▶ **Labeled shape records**
◇ ◇ ◇ ◇

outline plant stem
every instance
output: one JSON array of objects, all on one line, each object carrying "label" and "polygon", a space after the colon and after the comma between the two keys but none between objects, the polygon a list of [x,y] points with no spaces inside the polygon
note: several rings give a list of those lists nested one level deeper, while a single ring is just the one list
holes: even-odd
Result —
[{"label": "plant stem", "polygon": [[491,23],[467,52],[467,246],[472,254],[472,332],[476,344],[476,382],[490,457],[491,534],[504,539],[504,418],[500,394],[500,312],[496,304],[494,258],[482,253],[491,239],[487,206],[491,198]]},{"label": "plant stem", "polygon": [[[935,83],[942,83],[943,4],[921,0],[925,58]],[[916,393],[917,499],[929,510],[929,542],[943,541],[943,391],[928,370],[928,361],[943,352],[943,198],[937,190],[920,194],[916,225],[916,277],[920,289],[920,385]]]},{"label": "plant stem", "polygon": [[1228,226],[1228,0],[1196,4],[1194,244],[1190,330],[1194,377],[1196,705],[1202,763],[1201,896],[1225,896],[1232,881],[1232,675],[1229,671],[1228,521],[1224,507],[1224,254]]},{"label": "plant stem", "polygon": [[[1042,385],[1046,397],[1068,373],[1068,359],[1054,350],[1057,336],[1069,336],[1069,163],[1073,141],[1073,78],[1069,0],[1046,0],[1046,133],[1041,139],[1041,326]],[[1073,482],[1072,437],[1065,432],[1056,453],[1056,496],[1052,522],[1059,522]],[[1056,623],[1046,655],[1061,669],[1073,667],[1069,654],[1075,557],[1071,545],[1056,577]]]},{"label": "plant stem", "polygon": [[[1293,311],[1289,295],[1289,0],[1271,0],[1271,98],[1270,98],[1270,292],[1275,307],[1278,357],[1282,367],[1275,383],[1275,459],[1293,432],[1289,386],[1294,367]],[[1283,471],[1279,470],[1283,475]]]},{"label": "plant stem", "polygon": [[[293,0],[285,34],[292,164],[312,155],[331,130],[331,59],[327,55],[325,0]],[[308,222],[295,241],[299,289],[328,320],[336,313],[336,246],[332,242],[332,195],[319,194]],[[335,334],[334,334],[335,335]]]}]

◇ ◇ ◇ ◇

Repeat every line of the records above word for word, changing nothing.

outline plant stem
every instance
output: one JSON array of objects, all on one line, each object carrying "label" and "polygon", a space after the colon and after the comma between the two keys but none between objects, the polygon a list of [x,y] points with no spaces inside the polygon
note: several rings give a list of those lists nested one level deeper, while a single ring is just the one list
holes: even-odd
Result —
[{"label": "plant stem", "polygon": [[491,23],[467,52],[467,246],[472,254],[472,332],[476,344],[476,382],[490,457],[491,534],[504,539],[504,418],[500,394],[500,312],[496,304],[494,258],[482,253],[491,239],[487,206],[491,198]]},{"label": "plant stem", "polygon": [[[935,83],[942,83],[943,4],[921,0],[925,58]],[[916,393],[917,499],[929,510],[929,542],[943,541],[943,391],[928,370],[928,361],[943,352],[943,198],[937,190],[920,194],[916,225],[916,277],[920,289],[920,385]]]},{"label": "plant stem", "polygon": [[1228,226],[1228,0],[1196,4],[1194,244],[1190,330],[1194,377],[1196,705],[1202,763],[1201,896],[1225,896],[1232,881],[1232,675],[1229,671],[1228,521],[1224,507],[1224,254]]},{"label": "plant stem", "polygon": [[[1042,385],[1046,397],[1068,373],[1068,359],[1054,350],[1057,336],[1069,336],[1069,163],[1073,141],[1073,78],[1069,0],[1046,0],[1046,133],[1041,139],[1041,326]],[[1073,482],[1072,437],[1065,432],[1056,453],[1056,496],[1052,522],[1059,522]],[[1056,623],[1046,655],[1061,669],[1073,667],[1069,654],[1075,557],[1071,545],[1056,577]]]},{"label": "plant stem", "polygon": [[[1293,311],[1289,295],[1289,0],[1271,0],[1271,98],[1270,98],[1270,292],[1275,307],[1278,357],[1282,367],[1275,383],[1275,459],[1293,432],[1289,386],[1294,367]],[[1283,471],[1279,470],[1283,475]]]},{"label": "plant stem", "polygon": [[[293,0],[285,34],[292,164],[312,155],[331,130],[331,59],[327,55],[325,0]],[[308,222],[295,241],[299,289],[328,320],[336,313],[336,246],[332,242],[332,195],[319,194]],[[335,334],[334,334],[335,335]]]}]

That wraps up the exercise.